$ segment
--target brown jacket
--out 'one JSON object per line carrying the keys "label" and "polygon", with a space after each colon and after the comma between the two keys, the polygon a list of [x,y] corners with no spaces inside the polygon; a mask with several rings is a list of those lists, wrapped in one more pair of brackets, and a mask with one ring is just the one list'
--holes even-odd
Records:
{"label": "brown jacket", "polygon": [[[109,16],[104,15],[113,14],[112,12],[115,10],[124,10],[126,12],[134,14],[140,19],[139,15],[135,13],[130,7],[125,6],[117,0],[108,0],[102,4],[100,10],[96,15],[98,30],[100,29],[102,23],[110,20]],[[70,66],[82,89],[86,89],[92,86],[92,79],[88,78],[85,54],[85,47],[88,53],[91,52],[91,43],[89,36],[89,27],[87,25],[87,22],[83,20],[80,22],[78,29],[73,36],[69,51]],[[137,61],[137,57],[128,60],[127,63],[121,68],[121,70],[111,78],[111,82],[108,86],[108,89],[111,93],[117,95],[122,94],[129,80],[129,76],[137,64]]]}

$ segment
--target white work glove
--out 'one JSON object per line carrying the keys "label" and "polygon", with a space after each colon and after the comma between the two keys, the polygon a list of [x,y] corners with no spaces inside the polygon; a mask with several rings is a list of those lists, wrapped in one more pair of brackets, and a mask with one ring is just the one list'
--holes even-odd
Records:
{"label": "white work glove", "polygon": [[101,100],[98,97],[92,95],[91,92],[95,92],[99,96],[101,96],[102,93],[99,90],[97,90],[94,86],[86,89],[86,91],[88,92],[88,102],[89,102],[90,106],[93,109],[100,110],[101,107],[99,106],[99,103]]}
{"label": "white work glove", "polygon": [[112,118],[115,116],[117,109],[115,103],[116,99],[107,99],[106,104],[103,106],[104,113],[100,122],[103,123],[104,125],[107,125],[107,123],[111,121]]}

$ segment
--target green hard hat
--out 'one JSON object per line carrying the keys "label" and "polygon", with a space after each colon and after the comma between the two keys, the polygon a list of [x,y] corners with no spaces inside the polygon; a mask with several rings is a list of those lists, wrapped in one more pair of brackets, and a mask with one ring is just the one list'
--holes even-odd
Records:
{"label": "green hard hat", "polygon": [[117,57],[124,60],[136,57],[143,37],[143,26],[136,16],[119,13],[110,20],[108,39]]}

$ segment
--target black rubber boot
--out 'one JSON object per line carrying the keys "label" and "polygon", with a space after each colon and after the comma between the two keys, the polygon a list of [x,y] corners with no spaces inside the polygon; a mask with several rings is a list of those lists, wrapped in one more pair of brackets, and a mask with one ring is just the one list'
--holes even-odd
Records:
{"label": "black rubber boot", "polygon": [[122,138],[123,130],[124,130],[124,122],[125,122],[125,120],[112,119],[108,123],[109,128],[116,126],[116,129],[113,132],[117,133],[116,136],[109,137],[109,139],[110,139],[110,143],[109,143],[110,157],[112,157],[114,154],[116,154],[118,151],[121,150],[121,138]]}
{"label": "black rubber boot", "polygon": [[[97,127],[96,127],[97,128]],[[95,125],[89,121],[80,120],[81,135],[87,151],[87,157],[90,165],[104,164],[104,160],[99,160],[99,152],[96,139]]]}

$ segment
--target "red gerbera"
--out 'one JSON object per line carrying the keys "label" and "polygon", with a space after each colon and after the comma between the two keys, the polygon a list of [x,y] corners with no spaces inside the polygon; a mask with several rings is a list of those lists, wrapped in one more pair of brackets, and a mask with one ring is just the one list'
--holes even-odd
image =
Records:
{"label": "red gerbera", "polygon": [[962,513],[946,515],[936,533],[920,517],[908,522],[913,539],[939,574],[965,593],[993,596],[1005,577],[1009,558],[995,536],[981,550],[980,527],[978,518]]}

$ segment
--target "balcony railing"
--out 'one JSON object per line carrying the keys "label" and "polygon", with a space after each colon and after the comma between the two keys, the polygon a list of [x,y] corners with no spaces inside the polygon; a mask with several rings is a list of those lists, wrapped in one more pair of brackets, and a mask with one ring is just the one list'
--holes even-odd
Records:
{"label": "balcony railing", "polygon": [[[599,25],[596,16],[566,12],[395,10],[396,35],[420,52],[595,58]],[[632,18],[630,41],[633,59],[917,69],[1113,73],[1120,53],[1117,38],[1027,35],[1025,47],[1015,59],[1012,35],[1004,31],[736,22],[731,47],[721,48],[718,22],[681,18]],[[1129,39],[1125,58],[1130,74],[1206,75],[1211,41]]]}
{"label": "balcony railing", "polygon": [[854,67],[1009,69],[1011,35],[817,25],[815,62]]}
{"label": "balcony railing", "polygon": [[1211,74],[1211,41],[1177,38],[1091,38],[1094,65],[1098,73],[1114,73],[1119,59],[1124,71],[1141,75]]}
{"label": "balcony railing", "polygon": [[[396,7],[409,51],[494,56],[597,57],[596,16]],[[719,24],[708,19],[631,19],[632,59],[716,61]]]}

---

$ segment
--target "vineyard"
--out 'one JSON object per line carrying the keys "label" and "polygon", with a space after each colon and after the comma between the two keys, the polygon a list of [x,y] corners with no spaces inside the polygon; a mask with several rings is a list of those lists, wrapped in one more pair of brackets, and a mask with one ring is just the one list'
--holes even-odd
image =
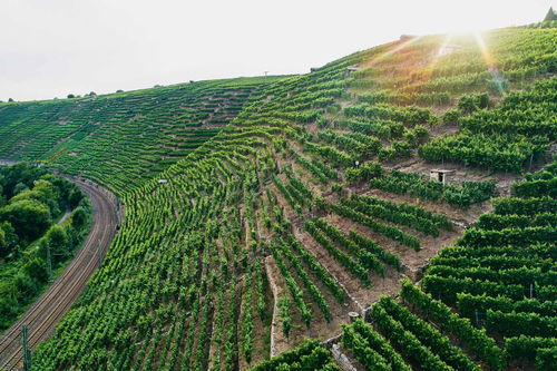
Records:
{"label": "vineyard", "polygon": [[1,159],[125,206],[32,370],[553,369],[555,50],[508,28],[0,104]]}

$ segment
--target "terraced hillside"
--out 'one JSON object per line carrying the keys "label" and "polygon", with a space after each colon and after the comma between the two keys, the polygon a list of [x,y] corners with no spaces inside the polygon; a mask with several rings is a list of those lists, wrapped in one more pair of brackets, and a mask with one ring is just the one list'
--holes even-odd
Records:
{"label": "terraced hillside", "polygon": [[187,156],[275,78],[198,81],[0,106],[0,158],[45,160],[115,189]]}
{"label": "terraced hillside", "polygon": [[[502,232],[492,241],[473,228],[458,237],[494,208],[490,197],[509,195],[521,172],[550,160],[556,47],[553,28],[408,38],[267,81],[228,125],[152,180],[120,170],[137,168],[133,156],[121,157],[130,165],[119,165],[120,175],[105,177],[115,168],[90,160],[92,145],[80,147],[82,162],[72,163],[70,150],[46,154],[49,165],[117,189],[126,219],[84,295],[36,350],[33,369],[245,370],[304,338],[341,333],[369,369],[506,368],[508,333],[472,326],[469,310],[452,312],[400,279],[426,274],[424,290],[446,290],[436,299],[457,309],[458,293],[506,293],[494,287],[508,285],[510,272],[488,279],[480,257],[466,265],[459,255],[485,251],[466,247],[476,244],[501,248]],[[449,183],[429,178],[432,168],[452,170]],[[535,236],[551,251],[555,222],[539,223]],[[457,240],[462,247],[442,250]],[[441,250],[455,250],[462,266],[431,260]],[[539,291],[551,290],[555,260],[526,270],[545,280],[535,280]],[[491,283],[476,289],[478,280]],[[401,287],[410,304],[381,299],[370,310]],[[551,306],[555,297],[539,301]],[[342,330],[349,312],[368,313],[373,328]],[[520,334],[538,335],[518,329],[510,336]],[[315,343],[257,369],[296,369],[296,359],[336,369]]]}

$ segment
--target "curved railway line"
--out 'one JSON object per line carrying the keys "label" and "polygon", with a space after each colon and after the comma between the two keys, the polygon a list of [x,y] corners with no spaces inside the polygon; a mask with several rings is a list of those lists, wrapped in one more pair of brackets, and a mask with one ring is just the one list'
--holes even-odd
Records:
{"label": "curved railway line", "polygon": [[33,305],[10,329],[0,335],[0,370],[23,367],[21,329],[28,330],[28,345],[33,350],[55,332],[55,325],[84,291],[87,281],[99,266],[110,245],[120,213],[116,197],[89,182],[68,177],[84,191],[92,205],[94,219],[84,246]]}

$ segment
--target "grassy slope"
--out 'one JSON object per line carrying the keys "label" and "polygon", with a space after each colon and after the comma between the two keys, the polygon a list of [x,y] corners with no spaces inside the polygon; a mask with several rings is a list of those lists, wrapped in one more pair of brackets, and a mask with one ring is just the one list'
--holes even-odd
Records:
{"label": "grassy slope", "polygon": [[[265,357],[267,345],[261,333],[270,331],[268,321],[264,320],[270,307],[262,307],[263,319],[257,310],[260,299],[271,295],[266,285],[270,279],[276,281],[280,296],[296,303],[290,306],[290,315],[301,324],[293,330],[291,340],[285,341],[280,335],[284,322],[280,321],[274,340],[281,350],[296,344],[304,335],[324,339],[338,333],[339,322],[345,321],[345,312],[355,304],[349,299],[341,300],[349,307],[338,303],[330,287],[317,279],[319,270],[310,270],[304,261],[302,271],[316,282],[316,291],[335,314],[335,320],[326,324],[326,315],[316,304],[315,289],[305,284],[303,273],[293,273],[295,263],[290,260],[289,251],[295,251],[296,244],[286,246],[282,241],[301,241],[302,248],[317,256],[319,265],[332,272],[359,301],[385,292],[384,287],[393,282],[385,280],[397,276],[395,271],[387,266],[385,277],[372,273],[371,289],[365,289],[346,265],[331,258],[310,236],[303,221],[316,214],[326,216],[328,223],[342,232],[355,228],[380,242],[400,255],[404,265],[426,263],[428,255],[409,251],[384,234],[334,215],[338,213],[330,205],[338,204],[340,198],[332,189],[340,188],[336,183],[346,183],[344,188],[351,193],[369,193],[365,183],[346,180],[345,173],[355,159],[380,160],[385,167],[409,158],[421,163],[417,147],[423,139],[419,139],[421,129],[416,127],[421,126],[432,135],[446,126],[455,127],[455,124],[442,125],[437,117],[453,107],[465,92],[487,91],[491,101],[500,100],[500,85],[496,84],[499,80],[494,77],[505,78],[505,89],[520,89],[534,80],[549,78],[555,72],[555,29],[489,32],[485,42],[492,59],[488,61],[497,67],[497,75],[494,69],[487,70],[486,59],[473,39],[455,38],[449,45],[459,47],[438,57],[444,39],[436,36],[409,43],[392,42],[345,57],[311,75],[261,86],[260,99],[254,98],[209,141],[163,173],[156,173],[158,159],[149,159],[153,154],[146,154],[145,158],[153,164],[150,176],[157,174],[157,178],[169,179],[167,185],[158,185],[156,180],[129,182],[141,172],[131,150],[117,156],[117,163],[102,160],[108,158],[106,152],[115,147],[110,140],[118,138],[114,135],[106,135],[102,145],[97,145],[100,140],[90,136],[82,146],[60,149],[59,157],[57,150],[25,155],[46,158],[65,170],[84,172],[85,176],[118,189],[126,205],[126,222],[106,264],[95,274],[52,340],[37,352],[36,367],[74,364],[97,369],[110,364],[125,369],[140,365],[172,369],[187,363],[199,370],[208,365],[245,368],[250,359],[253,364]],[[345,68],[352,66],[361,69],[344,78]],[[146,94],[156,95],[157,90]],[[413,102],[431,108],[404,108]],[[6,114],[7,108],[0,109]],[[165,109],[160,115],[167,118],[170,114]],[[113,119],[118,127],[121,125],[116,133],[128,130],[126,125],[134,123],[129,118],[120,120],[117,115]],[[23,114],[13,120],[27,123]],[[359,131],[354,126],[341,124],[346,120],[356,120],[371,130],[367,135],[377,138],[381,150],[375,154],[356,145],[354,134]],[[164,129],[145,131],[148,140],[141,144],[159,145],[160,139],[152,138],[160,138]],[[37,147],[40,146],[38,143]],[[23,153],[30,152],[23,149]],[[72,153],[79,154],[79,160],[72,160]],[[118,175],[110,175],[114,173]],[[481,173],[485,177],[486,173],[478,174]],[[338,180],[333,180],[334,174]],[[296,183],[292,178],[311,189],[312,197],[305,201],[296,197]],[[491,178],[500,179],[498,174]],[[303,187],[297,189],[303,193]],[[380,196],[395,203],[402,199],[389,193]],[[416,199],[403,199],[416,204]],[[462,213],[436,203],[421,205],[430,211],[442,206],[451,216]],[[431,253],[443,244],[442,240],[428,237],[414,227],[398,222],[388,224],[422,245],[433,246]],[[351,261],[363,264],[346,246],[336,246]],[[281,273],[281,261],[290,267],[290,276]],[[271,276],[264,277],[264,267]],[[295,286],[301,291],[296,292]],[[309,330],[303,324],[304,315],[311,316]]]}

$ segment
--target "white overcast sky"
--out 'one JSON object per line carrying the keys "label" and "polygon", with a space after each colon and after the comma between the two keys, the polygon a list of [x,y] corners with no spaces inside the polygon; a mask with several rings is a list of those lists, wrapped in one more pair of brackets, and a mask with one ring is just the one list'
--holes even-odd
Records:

---

Locate and copy every line of the records above that contains the string "white".

Response to this task –
--target white work glove
{"label": "white work glove", "polygon": [[101,100],[98,97],[92,95],[91,92],[95,92],[99,96],[101,96],[102,93],[99,90],[97,90],[94,86],[86,89],[86,91],[88,92],[88,102],[89,102],[90,106],[93,109],[100,110],[101,107],[99,106],[99,103]]}
{"label": "white work glove", "polygon": [[112,118],[115,116],[117,109],[115,103],[116,99],[107,99],[106,104],[103,106],[104,113],[100,122],[103,123],[104,125],[107,125],[107,123],[111,121]]}
--target "white overcast sky"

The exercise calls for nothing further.